**Set of tasks:**
- a) Read the excerpt on film events below and decide whether each statement agrees with it: (i) The eteam artists collected testimonials from stranded passengers, crew members, and local residents. (ii) Truth in Transit stays within simple documentation. (iii) The desert series is set under the skies of northern Arizona. For each, answer yes or no and quote the deciding words of the excerpt.
- b) Write what comes next in the excerpt on film events below, picking up right after its final sentence.

**Excerpt provided:**
----
A pile-up of events pertaining to cinematic expositions begins its whirlwind of activity in the south and then moves west with the sun to the “golden state” for all that glitters on a silver screen. Along the way we find a cast of characters befitting the halls of any art asylum in need of talented inmates. Rich and poor lend their support to a medium that entombs our tribal dreams in a cocoon of luminous filaments that ignite projection lamps statewide so that the darkness be not so blinding (whatever the hell that means?).
It is in Pan’s playground where one hears lyrical words that echo in deep realms of imagination where one can dance with inspiration. But it is not all fun with fulfillment. The playground has vegetation with thorns that inflict the brain with a fever…
A cactus-strewn desert becomes the backdrop for this series of filmic stopovers that focuses on the living quarters assigned the assignee of this adventurous arrangement. Great natural beauty clashes with manufactured outdoorsmanship, as a tired body and sluggish mind seek the oblivion of hotel hospitality in an arid region of artistic aspirations. The viewer is introduced to a world of prickly plants and satin-skinned succubi who prowl the alleys of western decay to staple their fig leaflets on the vertical shafts that poke unsheathed at the virgin skies of southern Arizona.
Trudging from here to there and beyond, the traveler, weary from the weight of his own body, finds replenishment in boxes both large and small, as the vast wetness of all outdoors offers water, water everywhere, and not a drop to drink.
They just flew in from New York, and boy, are their arms tired... Out in the Nevada desert, against the windblown backdrop of Air Force bomber training sites, artists Hajoe Moderegger and Franziska Lamprecht — better known as eteam — gathered testimonials of stranded passengers, crew members, and local residents to recall an episode in the lost annals of American aviation: the 2006 "unscheduled layover" at International Airport Montello (IAM). Truth in Transit reaches beyond simple documentation.
A reflection on the phenomenon of the touring musician.
----
**Input data:**

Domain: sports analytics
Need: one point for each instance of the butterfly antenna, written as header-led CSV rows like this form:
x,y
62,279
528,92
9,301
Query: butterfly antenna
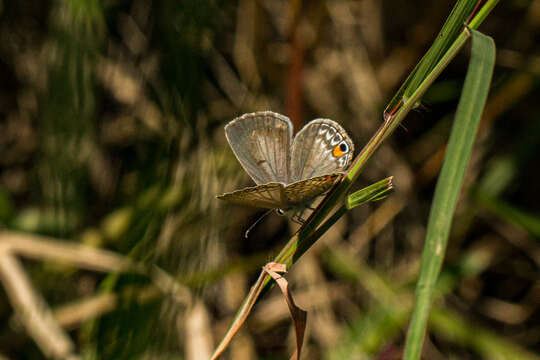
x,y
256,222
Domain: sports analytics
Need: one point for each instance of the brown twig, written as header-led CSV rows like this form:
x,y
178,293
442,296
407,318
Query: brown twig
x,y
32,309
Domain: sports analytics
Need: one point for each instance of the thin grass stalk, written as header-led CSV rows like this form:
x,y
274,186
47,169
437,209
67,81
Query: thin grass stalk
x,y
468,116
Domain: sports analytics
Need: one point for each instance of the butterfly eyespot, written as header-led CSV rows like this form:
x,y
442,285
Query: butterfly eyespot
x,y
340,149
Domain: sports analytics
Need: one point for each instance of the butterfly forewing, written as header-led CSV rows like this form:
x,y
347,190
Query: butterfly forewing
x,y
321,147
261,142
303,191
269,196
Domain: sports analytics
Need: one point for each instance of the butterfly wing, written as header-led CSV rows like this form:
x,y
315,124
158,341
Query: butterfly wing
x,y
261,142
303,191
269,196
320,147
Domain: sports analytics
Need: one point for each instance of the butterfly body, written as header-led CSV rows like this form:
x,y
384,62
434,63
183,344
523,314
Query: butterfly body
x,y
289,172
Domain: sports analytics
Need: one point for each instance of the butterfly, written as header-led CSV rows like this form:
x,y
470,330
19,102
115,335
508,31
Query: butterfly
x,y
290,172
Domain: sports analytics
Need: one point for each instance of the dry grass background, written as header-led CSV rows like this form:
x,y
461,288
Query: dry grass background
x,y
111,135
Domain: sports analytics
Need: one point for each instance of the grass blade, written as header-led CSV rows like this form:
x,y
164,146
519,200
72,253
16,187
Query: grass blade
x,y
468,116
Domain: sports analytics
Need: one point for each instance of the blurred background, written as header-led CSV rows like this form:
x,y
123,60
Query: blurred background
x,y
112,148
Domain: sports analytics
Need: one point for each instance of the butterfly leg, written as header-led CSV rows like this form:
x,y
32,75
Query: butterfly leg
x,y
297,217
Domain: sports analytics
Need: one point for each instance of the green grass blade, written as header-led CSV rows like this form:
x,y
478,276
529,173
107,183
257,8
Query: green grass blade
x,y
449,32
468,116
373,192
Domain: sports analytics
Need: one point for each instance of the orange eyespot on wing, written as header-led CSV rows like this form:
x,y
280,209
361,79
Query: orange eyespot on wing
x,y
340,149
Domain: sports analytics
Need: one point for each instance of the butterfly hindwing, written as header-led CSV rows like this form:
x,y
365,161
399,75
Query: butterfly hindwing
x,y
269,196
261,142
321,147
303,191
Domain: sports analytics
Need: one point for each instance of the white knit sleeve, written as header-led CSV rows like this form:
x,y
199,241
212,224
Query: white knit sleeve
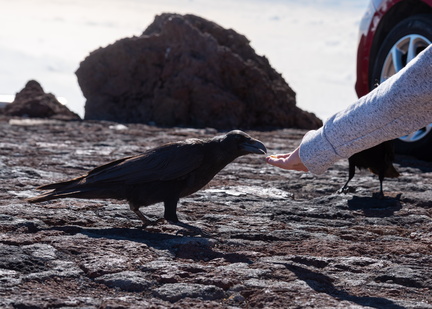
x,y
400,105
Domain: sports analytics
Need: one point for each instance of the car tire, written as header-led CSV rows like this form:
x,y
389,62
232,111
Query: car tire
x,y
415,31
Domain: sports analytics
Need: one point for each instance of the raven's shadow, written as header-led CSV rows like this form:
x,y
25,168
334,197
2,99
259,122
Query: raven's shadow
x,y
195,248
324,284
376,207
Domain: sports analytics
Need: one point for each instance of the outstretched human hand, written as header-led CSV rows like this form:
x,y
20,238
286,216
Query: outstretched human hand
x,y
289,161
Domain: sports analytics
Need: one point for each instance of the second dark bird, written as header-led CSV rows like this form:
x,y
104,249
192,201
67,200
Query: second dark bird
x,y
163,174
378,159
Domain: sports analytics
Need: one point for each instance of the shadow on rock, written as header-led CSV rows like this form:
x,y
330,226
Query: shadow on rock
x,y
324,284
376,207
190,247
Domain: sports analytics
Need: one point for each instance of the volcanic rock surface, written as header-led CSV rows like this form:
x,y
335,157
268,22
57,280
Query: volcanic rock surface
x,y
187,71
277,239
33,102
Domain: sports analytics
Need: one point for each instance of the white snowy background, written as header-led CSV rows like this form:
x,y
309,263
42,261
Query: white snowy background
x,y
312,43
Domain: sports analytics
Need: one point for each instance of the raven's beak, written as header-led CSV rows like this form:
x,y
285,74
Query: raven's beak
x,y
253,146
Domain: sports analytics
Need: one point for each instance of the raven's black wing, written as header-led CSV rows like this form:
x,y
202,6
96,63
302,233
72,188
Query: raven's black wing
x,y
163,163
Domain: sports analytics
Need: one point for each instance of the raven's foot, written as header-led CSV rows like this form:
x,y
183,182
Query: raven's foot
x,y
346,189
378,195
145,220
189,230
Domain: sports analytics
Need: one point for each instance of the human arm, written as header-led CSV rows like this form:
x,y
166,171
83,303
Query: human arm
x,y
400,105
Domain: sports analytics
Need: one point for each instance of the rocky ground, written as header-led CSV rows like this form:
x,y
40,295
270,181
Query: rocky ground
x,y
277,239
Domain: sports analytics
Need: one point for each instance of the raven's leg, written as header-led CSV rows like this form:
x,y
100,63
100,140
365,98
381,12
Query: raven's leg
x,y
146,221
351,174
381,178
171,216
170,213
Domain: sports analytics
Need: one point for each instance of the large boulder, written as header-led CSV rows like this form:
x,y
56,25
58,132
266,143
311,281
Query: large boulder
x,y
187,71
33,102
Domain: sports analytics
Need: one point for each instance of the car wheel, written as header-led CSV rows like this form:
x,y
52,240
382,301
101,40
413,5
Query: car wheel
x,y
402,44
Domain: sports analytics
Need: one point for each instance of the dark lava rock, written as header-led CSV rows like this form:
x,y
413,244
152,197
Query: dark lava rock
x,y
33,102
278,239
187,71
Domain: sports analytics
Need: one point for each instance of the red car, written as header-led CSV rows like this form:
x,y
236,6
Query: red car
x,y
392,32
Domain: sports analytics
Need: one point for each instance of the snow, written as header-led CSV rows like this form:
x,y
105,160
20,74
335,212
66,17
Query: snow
----
**Expected responses:**
- a)
(i) Yes: "gathered testimonials of stranded passengers, crew members, and local residents"
(ii) No: "Truth in Transit reaches beyond simple documentation."
(iii) No: "the virgin skies of southern Arizona"

- b)
"I shot this film with a 16mm wind-up Bolex, and the 25th Anniversary tour of Dutch band The Ex, when they embarked on a 'convey tour' with about 25 performing comrades. If half the battle is getting there and half the battle is joy, then the other half is madness. I thank all of the musicians who float in and out — of the film, in particular, and my life, in general."
— Jem Cohen
Soundtrack music: Guitargument, an Andy Moor and Mia Clarke improvisation, arranged and edited by Jem Cohen.
Mono Lake and Yosemite Valley, in California, highlight this excursion into the constipated crevices of once highly-active fumeroles that splatttered magma and chunks of hot rock onto the Western landscape. Now the vents are blocked by eating disorders that rob our nation of its free-flowing and fertilizing heritage. We follow a woman as she sinks into a dark, inland sea of great natural beauty, unable to deposit her own organic pile into the rich mineral build-up that reaches skyward toward the creator who dreamt up this exquisite landscape.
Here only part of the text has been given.